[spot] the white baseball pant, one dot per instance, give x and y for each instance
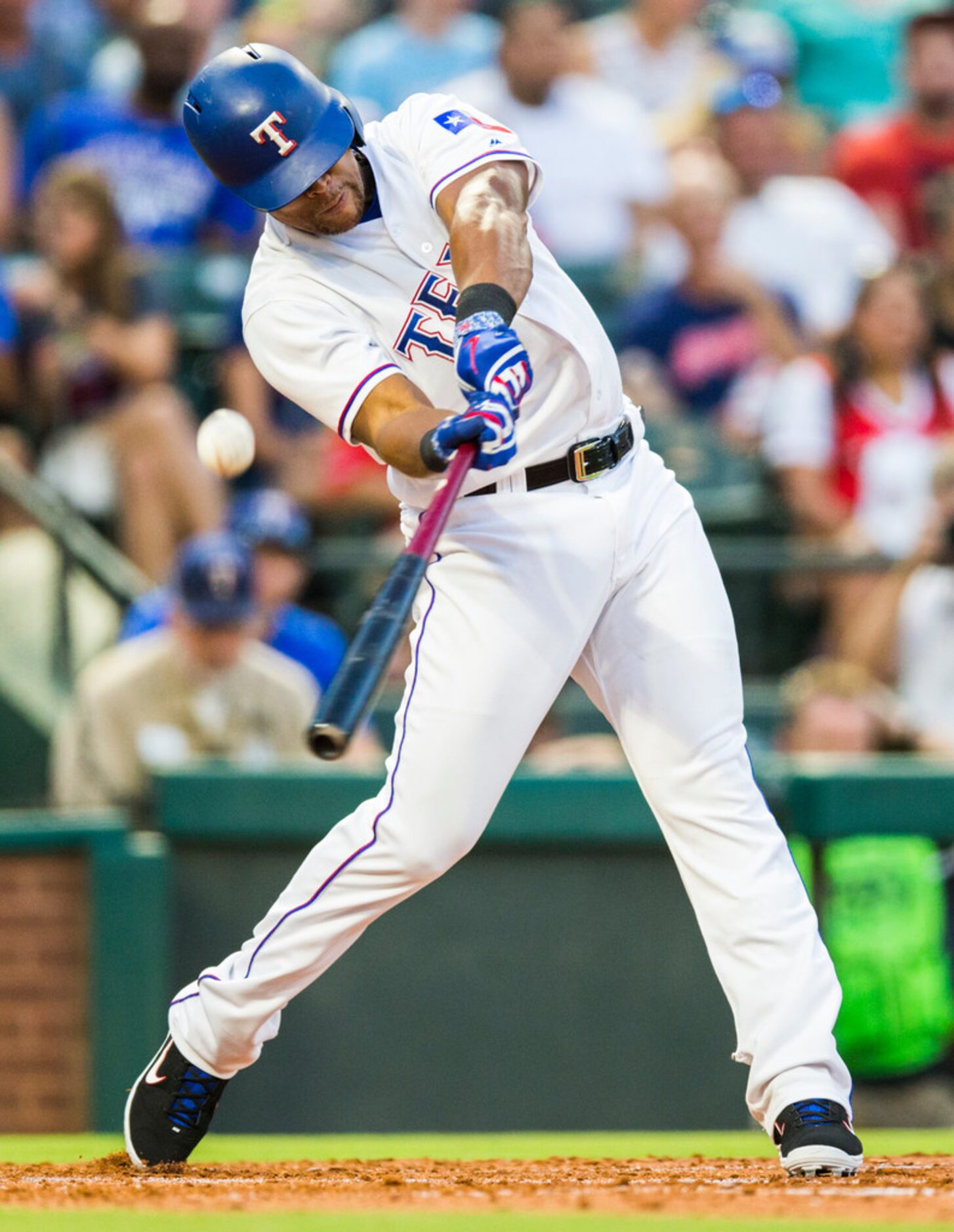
(614, 583)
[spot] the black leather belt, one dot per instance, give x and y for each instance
(582, 462)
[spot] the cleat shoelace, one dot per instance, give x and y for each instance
(819, 1111)
(192, 1096)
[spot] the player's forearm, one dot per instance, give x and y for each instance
(398, 441)
(392, 422)
(487, 227)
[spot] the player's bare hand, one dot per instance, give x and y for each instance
(491, 359)
(487, 421)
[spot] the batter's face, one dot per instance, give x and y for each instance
(335, 203)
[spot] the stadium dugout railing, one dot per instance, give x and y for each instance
(572, 865)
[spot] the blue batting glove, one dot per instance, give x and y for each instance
(491, 359)
(487, 421)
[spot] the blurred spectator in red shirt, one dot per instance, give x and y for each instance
(100, 355)
(854, 434)
(890, 163)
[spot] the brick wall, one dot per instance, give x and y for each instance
(43, 993)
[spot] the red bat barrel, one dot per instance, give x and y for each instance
(355, 684)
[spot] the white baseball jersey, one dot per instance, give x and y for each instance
(328, 318)
(610, 581)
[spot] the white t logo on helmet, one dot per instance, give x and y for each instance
(269, 127)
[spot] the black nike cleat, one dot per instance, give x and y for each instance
(169, 1108)
(815, 1139)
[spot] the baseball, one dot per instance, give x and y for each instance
(226, 444)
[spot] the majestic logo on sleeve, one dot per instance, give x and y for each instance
(269, 129)
(454, 121)
(429, 325)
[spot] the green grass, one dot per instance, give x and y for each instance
(223, 1147)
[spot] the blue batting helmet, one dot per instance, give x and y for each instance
(265, 126)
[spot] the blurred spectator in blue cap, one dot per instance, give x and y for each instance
(756, 42)
(213, 589)
(165, 196)
(201, 688)
(274, 527)
(422, 45)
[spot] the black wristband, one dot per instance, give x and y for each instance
(486, 297)
(429, 455)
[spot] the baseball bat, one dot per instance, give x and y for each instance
(355, 683)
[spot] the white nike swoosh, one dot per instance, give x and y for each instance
(154, 1077)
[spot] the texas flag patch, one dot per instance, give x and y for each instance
(454, 121)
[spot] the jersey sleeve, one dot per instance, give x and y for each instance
(446, 138)
(323, 363)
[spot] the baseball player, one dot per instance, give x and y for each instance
(401, 296)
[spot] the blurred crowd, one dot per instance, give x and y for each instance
(757, 196)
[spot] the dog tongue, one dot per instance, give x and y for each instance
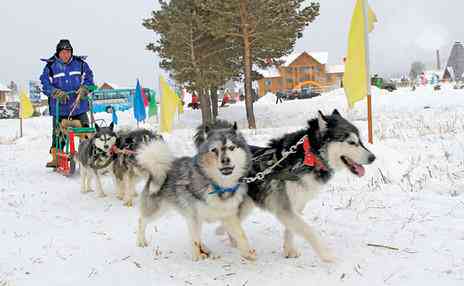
(359, 169)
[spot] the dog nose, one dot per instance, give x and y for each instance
(371, 158)
(225, 160)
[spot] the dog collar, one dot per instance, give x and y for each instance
(310, 159)
(219, 190)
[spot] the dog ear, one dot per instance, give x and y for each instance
(322, 121)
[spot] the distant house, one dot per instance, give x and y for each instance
(108, 85)
(454, 69)
(4, 92)
(301, 70)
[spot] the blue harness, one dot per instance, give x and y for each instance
(218, 190)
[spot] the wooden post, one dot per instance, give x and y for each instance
(368, 81)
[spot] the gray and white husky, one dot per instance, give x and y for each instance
(332, 144)
(203, 188)
(126, 169)
(95, 157)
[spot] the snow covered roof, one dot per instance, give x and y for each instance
(269, 72)
(335, 69)
(4, 88)
(321, 57)
(115, 86)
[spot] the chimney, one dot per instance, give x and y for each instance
(438, 60)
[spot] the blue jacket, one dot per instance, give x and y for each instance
(67, 77)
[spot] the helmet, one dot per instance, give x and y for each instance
(64, 45)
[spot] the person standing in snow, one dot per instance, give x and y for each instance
(66, 79)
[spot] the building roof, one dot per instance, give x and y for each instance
(268, 72)
(4, 88)
(321, 57)
(335, 69)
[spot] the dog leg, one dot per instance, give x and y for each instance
(89, 177)
(130, 190)
(199, 251)
(84, 180)
(289, 247)
(99, 186)
(235, 230)
(120, 185)
(296, 224)
(141, 239)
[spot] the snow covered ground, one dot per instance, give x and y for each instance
(411, 199)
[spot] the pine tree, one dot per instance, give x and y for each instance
(188, 51)
(264, 30)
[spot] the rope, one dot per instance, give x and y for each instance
(260, 175)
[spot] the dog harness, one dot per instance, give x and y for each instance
(219, 190)
(310, 160)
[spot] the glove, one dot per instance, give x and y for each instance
(60, 95)
(82, 92)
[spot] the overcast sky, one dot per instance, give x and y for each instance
(111, 35)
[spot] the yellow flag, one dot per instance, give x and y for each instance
(355, 78)
(26, 106)
(170, 102)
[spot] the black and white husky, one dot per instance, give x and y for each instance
(95, 156)
(126, 170)
(203, 188)
(328, 144)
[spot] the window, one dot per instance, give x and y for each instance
(304, 77)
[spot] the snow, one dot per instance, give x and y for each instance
(321, 57)
(411, 199)
(335, 68)
(269, 72)
(4, 88)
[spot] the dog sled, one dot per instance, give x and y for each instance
(66, 133)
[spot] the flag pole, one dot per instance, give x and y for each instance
(20, 120)
(368, 81)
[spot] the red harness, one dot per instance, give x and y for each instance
(311, 159)
(116, 150)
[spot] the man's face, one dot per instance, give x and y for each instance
(65, 55)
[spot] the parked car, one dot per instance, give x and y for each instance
(389, 85)
(9, 110)
(307, 93)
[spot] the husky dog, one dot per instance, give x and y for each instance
(332, 144)
(204, 188)
(126, 170)
(95, 157)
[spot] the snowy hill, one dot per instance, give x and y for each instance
(410, 200)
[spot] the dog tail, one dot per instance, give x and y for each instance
(157, 159)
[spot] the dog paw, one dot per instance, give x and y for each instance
(327, 257)
(142, 243)
(201, 252)
(291, 253)
(249, 255)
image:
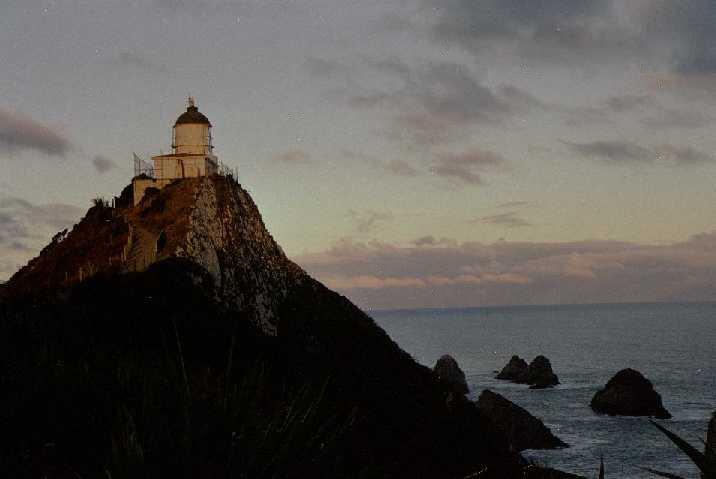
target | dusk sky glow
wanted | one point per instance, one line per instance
(408, 153)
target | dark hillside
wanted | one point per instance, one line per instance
(162, 373)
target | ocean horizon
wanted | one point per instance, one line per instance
(672, 344)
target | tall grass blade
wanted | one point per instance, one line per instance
(696, 456)
(662, 474)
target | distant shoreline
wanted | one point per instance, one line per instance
(533, 306)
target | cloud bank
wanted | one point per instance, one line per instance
(26, 227)
(445, 273)
(20, 132)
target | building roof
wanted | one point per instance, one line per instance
(192, 115)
========================================
▸ SET EXERCISE: Rewrite the data from the line containing "[spot] the man's" through the end, swapping "dog" for "hound" and leaving everything else the same. Omit the pictures from your answer.

▸ RESULT FOR THIS EXERCISE:
[spot] the man's face, one dot per instance, give x and y for each instance
(65, 55)
[spot] the parked car, one dot per instance, give x and y for each instance
(389, 85)
(9, 110)
(307, 93)
[spot] the husky hound, one dot per instance, give x and y for each instance
(332, 144)
(204, 188)
(126, 170)
(95, 157)
[spot] the snowy hill, one dot per instance, give x and y for each instance
(410, 200)
[spot] the hound tail, one dot per instance, give x and y for each instance
(157, 159)
[spot] the hound paw, one dot per instance, give x and y for each instance
(327, 257)
(142, 243)
(201, 252)
(291, 253)
(249, 255)
image:
target | dusk sky glow
wanted | one point per instance, one line per instance
(408, 153)
target | dark hillside
wanted | one point per instance, one line per instance
(162, 373)
target | ocean horizon
wanted | one point per instance, one line per instance
(672, 344)
target | tall grass blade
wanted | one point per instance, one line per instance
(696, 456)
(662, 474)
target | distant shoreline
wanted | one point per instance, one line per instance
(533, 306)
target | cloud bank
wanted | one point per instance, one line per instance
(26, 227)
(445, 273)
(20, 132)
target | building roof
wanted | one point per instance, one line per instance
(192, 115)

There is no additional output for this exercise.